━━ Pagina ━━

T.A.R. Sicilia Palermo Sez. I, Sent., 24-02-2011, n. 332 Procedimento

Sentenza scelta dal dott. Domenico Cirasole direttore del sito giuridico http://www.gadit.it/

Svolgimento del processo

Con ricorso, notificato il 19 giugno 2009 e depositato il 24 luglio successivo, il signor G.G. esponeva che, con sentenza n. 2503 del 13 settembre 2005, divenuta irrevocabile il 2 maggio 2006, il Tribunale di Palermo, sezione V penale, aveva condannato il proprio figlio F. alla pena di anni uno di reclusione e Euro 200,00 di multa.

Con tale sentenza era stato ordinato il dissequestro e la restituzione all’avente diritto della rivoltella Colt calibro 38, nonché la confisca e la distruzione delle armi da taglio sequestrate.

Con successiva decisione del 27 aprile 2007, era stata disposta la restituzione agli aventi diritto delle cartucce.

Con decisione del 13 luglio 2007, il Tribunale di Palermo, sezione V penale aveva revocato il provvedimento di restituzione della rivoltella Colt calibro 38 e delle cartucce, ordinandone la confisca e l’inoltro al Serimant competente.

Tale decisione era stata motivata con riferimento alla circostanza che, con decreto prefettizio dell’11 novembre 2005, era stato fatto temporaneo divieto al signor G.G. di detenere armi e munizioni e questi non aveva, nei termini assegnatigli, comunicato il nominativo del consegnatario delle armi, di cui era stata disposta la restituzione.

In data 1° luglio 2008, aveva proposto istanza, ex art. 676 c.p.p., al Tribunale di Palermo, che la aveva respinta con decisione del 17 settembre 2008, rilevando che alla restituzione dell’arma e delle cartucce ostava l’intervenuta confisca in sede amministrativa delle stesse, evidenziando che era incontestata la circostanza della inottemperanza alle prescrizioni impartite con il decreto prefettizio dell’11 novembre 2005.

In data 1° dicembre 2008, aveva riproposto tale istanza, che era, però, stata dichiarata inammissibile dal Tribunale di Palermo, con decisione del 9 gennaio 2009.

Con nota del 20 novembre 2008, aveva invitato la Prefettura e la Questura di Palermo a non distruggere la rivoltella e le cartucce durante il tempo necessario a tutelare le proprie pretese davanti al giudice amministrativo.

Tale istanza era stata riscontrata dalla Prefettura con nota prot. n. 65192 dell’8 gennaio 2009, nella quale era stato comunicato che le armi e munizioni non cedute nei termini prescritti dal divieto di detenzione precedentemente emesso si intendevano confiscate e dovevano essere versate ai competenti organi militari.

Con atto stragiudiziario dell’11 marzo 2009, aveva invitato la Prefettura a comunicare se, successivamente al divieto di detenzione armi e munizioni prot. n. 36989/area I ter dell’11 novembre 2005, era stato emesso provvedimento di confisca definitiva.

━━━
━━ Dati forniti ━━

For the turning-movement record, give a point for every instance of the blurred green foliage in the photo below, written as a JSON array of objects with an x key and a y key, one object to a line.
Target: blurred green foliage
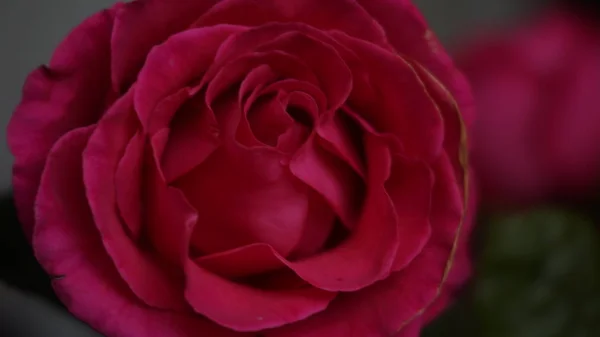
[{"x": 537, "y": 275}]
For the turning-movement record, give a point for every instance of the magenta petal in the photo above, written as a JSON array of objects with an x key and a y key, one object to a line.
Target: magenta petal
[
  {"x": 100, "y": 161},
  {"x": 410, "y": 115},
  {"x": 63, "y": 96},
  {"x": 336, "y": 182},
  {"x": 408, "y": 32},
  {"x": 317, "y": 228},
  {"x": 242, "y": 308},
  {"x": 170, "y": 219},
  {"x": 410, "y": 188},
  {"x": 343, "y": 137},
  {"x": 368, "y": 254},
  {"x": 335, "y": 78},
  {"x": 194, "y": 135},
  {"x": 268, "y": 119},
  {"x": 245, "y": 197},
  {"x": 128, "y": 185},
  {"x": 343, "y": 15},
  {"x": 242, "y": 262},
  {"x": 393, "y": 306},
  {"x": 141, "y": 25},
  {"x": 68, "y": 246},
  {"x": 174, "y": 64},
  {"x": 284, "y": 64}
]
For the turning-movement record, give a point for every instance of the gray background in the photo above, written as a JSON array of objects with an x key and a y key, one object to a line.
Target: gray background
[{"x": 29, "y": 31}]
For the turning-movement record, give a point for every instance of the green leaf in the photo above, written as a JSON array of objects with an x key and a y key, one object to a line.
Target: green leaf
[{"x": 539, "y": 276}]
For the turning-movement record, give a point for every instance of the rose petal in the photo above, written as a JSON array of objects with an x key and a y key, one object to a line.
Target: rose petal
[
  {"x": 335, "y": 78},
  {"x": 244, "y": 197},
  {"x": 100, "y": 161},
  {"x": 194, "y": 135},
  {"x": 67, "y": 244},
  {"x": 170, "y": 218},
  {"x": 241, "y": 262},
  {"x": 63, "y": 96},
  {"x": 317, "y": 228},
  {"x": 343, "y": 15},
  {"x": 141, "y": 25},
  {"x": 395, "y": 304},
  {"x": 291, "y": 85},
  {"x": 341, "y": 135},
  {"x": 367, "y": 255},
  {"x": 172, "y": 66},
  {"x": 408, "y": 32},
  {"x": 128, "y": 185},
  {"x": 284, "y": 64},
  {"x": 410, "y": 189},
  {"x": 412, "y": 115},
  {"x": 454, "y": 127},
  {"x": 254, "y": 309},
  {"x": 269, "y": 119},
  {"x": 341, "y": 187}
]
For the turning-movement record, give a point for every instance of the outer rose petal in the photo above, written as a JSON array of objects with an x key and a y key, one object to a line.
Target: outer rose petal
[
  {"x": 67, "y": 245},
  {"x": 67, "y": 94},
  {"x": 407, "y": 31},
  {"x": 343, "y": 15},
  {"x": 172, "y": 66},
  {"x": 141, "y": 25}
]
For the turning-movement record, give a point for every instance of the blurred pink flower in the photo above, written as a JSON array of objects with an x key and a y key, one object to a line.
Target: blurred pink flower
[{"x": 538, "y": 95}]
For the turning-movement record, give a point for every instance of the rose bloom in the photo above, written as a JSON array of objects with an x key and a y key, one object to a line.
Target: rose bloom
[
  {"x": 538, "y": 98},
  {"x": 247, "y": 168}
]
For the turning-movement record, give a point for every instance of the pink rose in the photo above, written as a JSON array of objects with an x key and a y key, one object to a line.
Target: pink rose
[
  {"x": 247, "y": 168},
  {"x": 538, "y": 97}
]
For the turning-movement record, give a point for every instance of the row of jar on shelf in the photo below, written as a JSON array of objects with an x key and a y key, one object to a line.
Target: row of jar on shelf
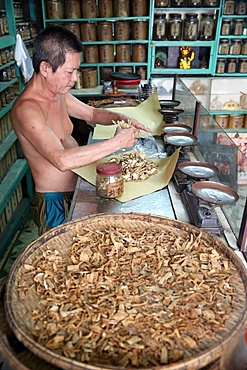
[
  {"x": 108, "y": 31},
  {"x": 109, "y": 53},
  {"x": 94, "y": 9},
  {"x": 188, "y": 28},
  {"x": 232, "y": 121},
  {"x": 233, "y": 47},
  {"x": 88, "y": 77},
  {"x": 230, "y": 6},
  {"x": 4, "y": 28}
]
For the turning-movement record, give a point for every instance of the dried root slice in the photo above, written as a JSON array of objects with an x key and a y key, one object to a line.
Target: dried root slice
[
  {"x": 123, "y": 124},
  {"x": 136, "y": 166},
  {"x": 125, "y": 297}
]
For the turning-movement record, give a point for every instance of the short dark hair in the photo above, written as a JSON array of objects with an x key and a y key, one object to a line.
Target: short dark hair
[{"x": 52, "y": 44}]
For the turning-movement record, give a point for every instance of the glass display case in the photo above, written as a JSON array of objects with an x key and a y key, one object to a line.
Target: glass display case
[{"x": 224, "y": 150}]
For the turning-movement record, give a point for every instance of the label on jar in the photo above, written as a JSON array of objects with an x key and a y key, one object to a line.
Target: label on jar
[{"x": 175, "y": 30}]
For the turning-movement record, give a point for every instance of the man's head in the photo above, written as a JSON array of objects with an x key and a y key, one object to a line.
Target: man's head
[{"x": 52, "y": 44}]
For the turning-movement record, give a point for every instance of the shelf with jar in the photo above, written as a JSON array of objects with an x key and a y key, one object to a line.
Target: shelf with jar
[
  {"x": 232, "y": 49},
  {"x": 16, "y": 185},
  {"x": 115, "y": 35},
  {"x": 179, "y": 25}
]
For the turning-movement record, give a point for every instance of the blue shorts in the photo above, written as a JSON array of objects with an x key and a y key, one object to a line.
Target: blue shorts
[{"x": 50, "y": 209}]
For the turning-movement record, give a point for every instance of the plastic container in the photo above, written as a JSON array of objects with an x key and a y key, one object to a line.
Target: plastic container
[
  {"x": 88, "y": 31},
  {"x": 121, "y": 30},
  {"x": 222, "y": 120},
  {"x": 105, "y": 8},
  {"x": 109, "y": 180},
  {"x": 191, "y": 25},
  {"x": 236, "y": 121},
  {"x": 175, "y": 26},
  {"x": 105, "y": 31},
  {"x": 72, "y": 9},
  {"x": 54, "y": 9}
]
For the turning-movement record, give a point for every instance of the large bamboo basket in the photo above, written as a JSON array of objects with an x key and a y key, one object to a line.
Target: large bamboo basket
[{"x": 18, "y": 311}]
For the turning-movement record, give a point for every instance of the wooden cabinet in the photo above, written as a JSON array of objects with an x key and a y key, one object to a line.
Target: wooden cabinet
[
  {"x": 16, "y": 185},
  {"x": 160, "y": 52}
]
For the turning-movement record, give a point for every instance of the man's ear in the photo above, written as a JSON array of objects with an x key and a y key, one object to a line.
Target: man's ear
[{"x": 44, "y": 67}]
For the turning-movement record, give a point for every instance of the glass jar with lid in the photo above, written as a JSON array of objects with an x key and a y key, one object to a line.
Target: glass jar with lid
[
  {"x": 241, "y": 7},
  {"x": 231, "y": 65},
  {"x": 221, "y": 64},
  {"x": 242, "y": 68},
  {"x": 226, "y": 27},
  {"x": 109, "y": 180},
  {"x": 212, "y": 3},
  {"x": 178, "y": 3},
  {"x": 160, "y": 25},
  {"x": 175, "y": 26},
  {"x": 237, "y": 27},
  {"x": 194, "y": 3},
  {"x": 228, "y": 7},
  {"x": 235, "y": 47},
  {"x": 207, "y": 25},
  {"x": 190, "y": 28},
  {"x": 161, "y": 3},
  {"x": 244, "y": 47},
  {"x": 223, "y": 47}
]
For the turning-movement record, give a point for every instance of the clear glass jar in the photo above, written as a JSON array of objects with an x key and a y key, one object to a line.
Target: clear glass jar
[
  {"x": 237, "y": 27},
  {"x": 212, "y": 3},
  {"x": 179, "y": 3},
  {"x": 191, "y": 25},
  {"x": 194, "y": 3},
  {"x": 223, "y": 47},
  {"x": 235, "y": 47},
  {"x": 221, "y": 65},
  {"x": 175, "y": 27},
  {"x": 226, "y": 27},
  {"x": 160, "y": 26},
  {"x": 241, "y": 7},
  {"x": 228, "y": 7},
  {"x": 207, "y": 25},
  {"x": 109, "y": 180},
  {"x": 242, "y": 67},
  {"x": 161, "y": 3},
  {"x": 244, "y": 47},
  {"x": 231, "y": 65}
]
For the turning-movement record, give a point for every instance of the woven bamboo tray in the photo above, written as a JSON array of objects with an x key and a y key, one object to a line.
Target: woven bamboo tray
[{"x": 60, "y": 238}]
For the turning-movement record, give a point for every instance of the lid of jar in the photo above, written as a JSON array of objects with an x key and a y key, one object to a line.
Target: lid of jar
[
  {"x": 173, "y": 15},
  {"x": 109, "y": 168},
  {"x": 191, "y": 15}
]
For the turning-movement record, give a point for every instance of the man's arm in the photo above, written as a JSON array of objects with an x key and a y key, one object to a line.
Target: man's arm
[{"x": 80, "y": 110}]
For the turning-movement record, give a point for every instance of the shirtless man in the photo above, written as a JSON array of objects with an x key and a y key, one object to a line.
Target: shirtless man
[{"x": 41, "y": 120}]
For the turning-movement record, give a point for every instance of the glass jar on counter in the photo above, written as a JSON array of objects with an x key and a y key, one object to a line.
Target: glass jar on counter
[
  {"x": 228, "y": 7},
  {"x": 235, "y": 47},
  {"x": 241, "y": 7},
  {"x": 212, "y": 3},
  {"x": 226, "y": 27},
  {"x": 190, "y": 27},
  {"x": 160, "y": 26},
  {"x": 175, "y": 26},
  {"x": 207, "y": 25},
  {"x": 109, "y": 180},
  {"x": 232, "y": 65},
  {"x": 161, "y": 3},
  {"x": 178, "y": 3},
  {"x": 237, "y": 27},
  {"x": 244, "y": 47},
  {"x": 221, "y": 65},
  {"x": 242, "y": 67},
  {"x": 194, "y": 3},
  {"x": 223, "y": 47}
]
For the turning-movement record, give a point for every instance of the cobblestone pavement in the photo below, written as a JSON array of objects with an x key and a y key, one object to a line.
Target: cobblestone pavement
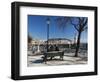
[{"x": 69, "y": 59}]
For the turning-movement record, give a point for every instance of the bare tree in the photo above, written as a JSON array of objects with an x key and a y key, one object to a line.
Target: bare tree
[
  {"x": 79, "y": 23},
  {"x": 29, "y": 38}
]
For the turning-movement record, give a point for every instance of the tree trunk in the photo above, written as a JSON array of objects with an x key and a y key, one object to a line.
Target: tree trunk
[{"x": 78, "y": 44}]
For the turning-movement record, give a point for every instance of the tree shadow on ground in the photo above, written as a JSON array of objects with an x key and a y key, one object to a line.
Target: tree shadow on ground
[{"x": 38, "y": 61}]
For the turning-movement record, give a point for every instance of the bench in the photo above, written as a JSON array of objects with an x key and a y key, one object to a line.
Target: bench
[{"x": 52, "y": 54}]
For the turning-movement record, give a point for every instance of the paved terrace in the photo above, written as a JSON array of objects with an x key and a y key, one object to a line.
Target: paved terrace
[{"x": 68, "y": 59}]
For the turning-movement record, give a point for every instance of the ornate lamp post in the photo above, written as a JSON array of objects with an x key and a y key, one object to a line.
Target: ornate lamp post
[{"x": 48, "y": 25}]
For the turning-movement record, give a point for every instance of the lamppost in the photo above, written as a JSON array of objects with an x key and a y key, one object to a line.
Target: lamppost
[{"x": 48, "y": 25}]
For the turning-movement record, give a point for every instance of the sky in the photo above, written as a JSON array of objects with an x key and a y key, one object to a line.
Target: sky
[{"x": 37, "y": 29}]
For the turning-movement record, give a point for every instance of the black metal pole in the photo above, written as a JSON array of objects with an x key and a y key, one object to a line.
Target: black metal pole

━━━

- Compito da svolgere
Riscrivi il brano della sentenza compreso tra "Con successiva decisione" e "disposta la restituzione.", estremi inclusi, sostituendo "cartucce" con "munizioni".

- Risultato
Con successiva decisione del 27 aprile 2007, era stata disposta la restituzione agli aventi diritto delle munizioni.

Con decisione del 13 luglio 2007, il Tribunale di Palermo, sezione V penale aveva revocato il provvedimento di restituzione della rivoltella Colt calibro 38 e delle munizioni, ordinandone la confisca e l’inoltro al Serimant competente.

Tale decisione era stata motivata con riferimento alla circostanza che, con decreto prefettizio dell’11 novembre 2005, era stato fatto temporaneo divieto al signor G.G. di detenere armi e munizioni e questi non aveva, nei termini assegnatigli, comunicato il nominativo del consegnatario delle armi, di cui era stata disposta la restituzione.